§ VORLIEGENDER TEXT
++++++++

Und weiter heißt es: Die Hersteller werden die Produktion so hochschrauben, dass bis Mitte 2015 Hunderttausende, bis Ende 2015 Millionen von Dosen verfügbar sind. Das Ziel eines komplett getesteten, für Massenimpfungen geeigneten Impfstoffs soll bis Juni 2015 erreicht sein. Und diese schnellstmöglichen Anstrengungen werden einen wesentlichen Einfluss auf das Fortschreiten der Epidemie haben.

Trägervirus plus Ebola-Gensegment

Die beiden Vakzine, auf denen solche ehrgeizigen Hoffnungen ruhen, sind nach demselben Prinzip aufgebaut: In ein abgeschwächtes Trägervirus ist ein Stück Erbmaterial des Ebola-Erregers eingefügt.

Nach intramuskulärer Injektion präsentieren die menschlichen Zellen die viralen Proteine auf ihrer Oberfläche, so dass die Immunabwehr Antikörper bildet. Da es sich um ein nichtinfektiöses Gensegment des Ebola-Virus handelt, ist eine Infektion unmöglich.

++++++++

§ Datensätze
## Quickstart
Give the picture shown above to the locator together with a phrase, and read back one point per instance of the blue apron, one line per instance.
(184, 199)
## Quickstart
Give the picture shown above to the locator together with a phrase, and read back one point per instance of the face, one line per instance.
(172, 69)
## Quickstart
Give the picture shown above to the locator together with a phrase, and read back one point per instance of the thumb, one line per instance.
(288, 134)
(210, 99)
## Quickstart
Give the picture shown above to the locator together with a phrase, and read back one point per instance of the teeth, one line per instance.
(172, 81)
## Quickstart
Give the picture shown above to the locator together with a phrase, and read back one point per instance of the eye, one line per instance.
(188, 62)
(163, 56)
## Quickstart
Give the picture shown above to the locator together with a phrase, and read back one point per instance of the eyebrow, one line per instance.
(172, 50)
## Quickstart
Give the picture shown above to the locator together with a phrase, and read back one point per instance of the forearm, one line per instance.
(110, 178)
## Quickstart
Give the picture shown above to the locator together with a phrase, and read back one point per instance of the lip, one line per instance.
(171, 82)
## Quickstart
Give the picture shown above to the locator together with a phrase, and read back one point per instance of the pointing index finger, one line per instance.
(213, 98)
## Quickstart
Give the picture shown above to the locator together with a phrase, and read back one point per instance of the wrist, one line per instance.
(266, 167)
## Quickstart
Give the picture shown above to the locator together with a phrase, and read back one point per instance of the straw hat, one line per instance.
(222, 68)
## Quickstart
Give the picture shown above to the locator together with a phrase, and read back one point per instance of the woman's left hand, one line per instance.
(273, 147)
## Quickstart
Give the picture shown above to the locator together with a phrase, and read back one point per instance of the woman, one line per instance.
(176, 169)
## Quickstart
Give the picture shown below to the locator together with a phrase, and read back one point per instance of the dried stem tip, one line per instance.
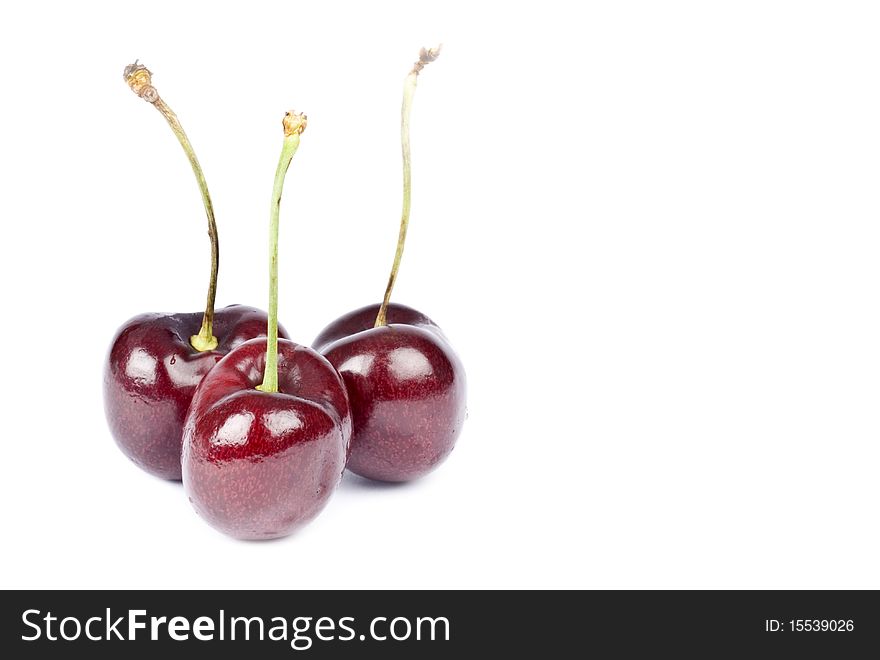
(139, 78)
(426, 56)
(294, 123)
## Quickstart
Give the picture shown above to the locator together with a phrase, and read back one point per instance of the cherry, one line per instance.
(406, 386)
(155, 361)
(268, 431)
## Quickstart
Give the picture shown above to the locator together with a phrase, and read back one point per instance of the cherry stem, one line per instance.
(426, 56)
(139, 79)
(294, 124)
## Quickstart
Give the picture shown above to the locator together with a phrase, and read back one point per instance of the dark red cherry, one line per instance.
(151, 373)
(258, 465)
(406, 388)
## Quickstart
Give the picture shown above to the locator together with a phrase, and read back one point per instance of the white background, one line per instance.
(651, 230)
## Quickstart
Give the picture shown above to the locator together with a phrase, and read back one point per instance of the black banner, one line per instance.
(438, 624)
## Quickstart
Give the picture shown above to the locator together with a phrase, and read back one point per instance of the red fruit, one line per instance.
(258, 465)
(151, 373)
(406, 388)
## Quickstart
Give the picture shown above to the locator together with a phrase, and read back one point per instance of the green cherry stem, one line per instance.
(294, 124)
(139, 79)
(426, 56)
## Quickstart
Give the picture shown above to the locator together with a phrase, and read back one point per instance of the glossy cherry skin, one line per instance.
(406, 387)
(151, 373)
(258, 465)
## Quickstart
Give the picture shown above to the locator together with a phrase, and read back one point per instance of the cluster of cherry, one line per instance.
(259, 428)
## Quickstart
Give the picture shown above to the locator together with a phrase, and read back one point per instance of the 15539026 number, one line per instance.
(821, 625)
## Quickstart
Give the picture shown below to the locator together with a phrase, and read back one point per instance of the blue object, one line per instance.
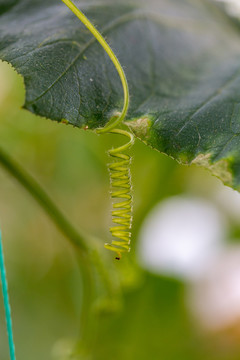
(6, 302)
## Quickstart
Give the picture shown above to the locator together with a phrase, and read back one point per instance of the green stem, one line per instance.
(31, 185)
(114, 59)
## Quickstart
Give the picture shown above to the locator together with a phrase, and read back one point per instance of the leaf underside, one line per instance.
(181, 58)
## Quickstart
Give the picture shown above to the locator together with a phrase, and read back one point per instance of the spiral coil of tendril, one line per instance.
(119, 168)
(121, 190)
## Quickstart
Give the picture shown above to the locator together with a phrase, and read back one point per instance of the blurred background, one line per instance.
(180, 285)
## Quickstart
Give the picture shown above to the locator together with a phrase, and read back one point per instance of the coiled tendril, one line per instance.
(119, 168)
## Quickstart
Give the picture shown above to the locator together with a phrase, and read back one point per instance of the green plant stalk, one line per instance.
(31, 185)
(114, 59)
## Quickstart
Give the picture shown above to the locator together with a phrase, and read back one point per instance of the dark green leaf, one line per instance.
(181, 57)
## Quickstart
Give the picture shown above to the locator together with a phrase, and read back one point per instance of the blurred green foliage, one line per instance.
(44, 279)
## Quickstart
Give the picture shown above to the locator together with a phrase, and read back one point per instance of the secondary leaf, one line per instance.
(181, 58)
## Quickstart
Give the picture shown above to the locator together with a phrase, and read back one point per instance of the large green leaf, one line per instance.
(181, 57)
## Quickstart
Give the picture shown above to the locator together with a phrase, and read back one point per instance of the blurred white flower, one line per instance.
(180, 237)
(215, 300)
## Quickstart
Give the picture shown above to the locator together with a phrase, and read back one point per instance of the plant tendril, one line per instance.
(119, 168)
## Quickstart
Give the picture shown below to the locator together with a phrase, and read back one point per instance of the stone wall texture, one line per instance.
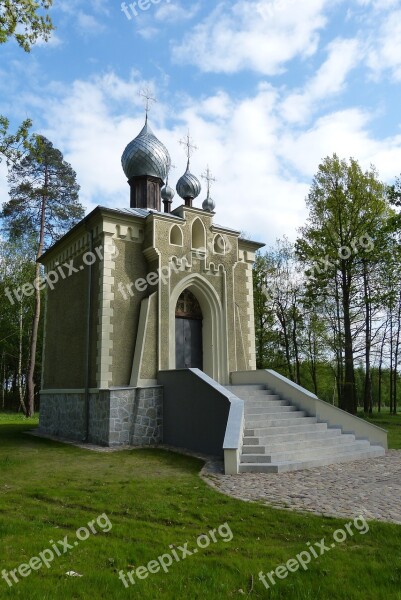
(117, 417)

++++++++

§ LISTE DER AUFGABEN
A - Gib aus dem Text über die Ebola-Impfstoffe den Abschnitt wortgetreu wieder, der mit „Und weiter heißt“ beginnt und mit „der Epidemie haben.“ endet.
B - Schreibe den Text über die Ebola-Impfstoffe im Anschluss an seinen letzten Satz weiter.
Das Material spielt dafür keine Rolle.

§ ANTWORTEN NACH NUMMER
A -
Und weiter heißt es: Die Hersteller werden die Produktion so hochschrauben, dass bis Mitte 2015 Hunderttausende, bis Ende 2015 Millionen von Dosen verfügbar sind. Das Ziel eines komplett getesteten, für Massenimpfungen geeigneten Impfstoffs soll bis Juni 2015 erreicht sein. Und diese schnellstmöglichen Anstrengungen werden einen wesentlichen Einfluss auf das Fortschreiten der Epidemie haben.

B -
Zum Impfstoff cAd3-ZEBOV des Unternehmens GlaxoSmithKline wurde jetzt am Universitätsspital Lausanne die erste größere Studie gestartet. Vor wenigen Tagen hatte die Schweizer Zulassungsbehörde Swissmedic grünes Licht gegeben für eine placebokontrollierte Phase-I-Studie zu Sicherheit und Wirksamkeit dieses Impfstoffs, der auf dem Adenovirus einer Schimpansen-Erkältungskrankheit basiert.

Die insgesamt 120 Probanden werden in zwei Gruppen geteilt: Die eine bleibt in der Schweiz, die andere, die sich aus freiwilligen Helfern rekrutiert, reist nach Westafrika. Mehrere Hilfsorganisationen sind dafür angefragt worden, zahlreiche Personen haben sich gemeldet.

Kleinere Studien laufen bereits

Kleinere Studien zu dieser Vakzine laufen bereits seit Anfang September in Großbritannien und den USA, in Mali und Gambia.

Zum Impfstoff rVSV-ZEBOV sind weltweit vier größere Phase-I-Studien mit insgesamt rund 120 Freiwilligen geplant: in Hamburg und Genf, Gabun und Kenia. Die Studie in Gabun mit 60 Teilnehmern wird nächste Woche unter Beteiligung von Ärzten der Uniklinik Tübingen beginnen. In den USA sind bereits zwei kleine Studien angelaufen.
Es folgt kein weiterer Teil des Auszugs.